## DIRECTIONS FOR THIS TASK
Across the entries below, tally every line that holds the string "grass" and reply with the number only.

[Point-per-instance localization data]
"""

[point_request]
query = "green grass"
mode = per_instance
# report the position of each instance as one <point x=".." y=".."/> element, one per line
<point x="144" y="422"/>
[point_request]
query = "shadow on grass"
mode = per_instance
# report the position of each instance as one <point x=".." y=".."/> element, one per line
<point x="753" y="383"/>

"""
"""

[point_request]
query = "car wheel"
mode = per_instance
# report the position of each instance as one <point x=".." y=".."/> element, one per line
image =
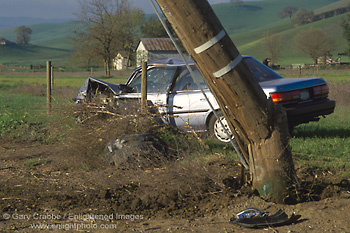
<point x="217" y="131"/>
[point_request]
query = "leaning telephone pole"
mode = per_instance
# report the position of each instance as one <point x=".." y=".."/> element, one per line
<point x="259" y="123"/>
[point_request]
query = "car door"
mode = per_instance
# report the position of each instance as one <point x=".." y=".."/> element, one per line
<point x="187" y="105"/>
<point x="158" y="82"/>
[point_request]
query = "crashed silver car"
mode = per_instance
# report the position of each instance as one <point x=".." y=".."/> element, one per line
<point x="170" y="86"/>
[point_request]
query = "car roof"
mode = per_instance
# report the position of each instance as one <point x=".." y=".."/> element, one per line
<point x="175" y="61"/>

"""

## YOUR SOLUTION
2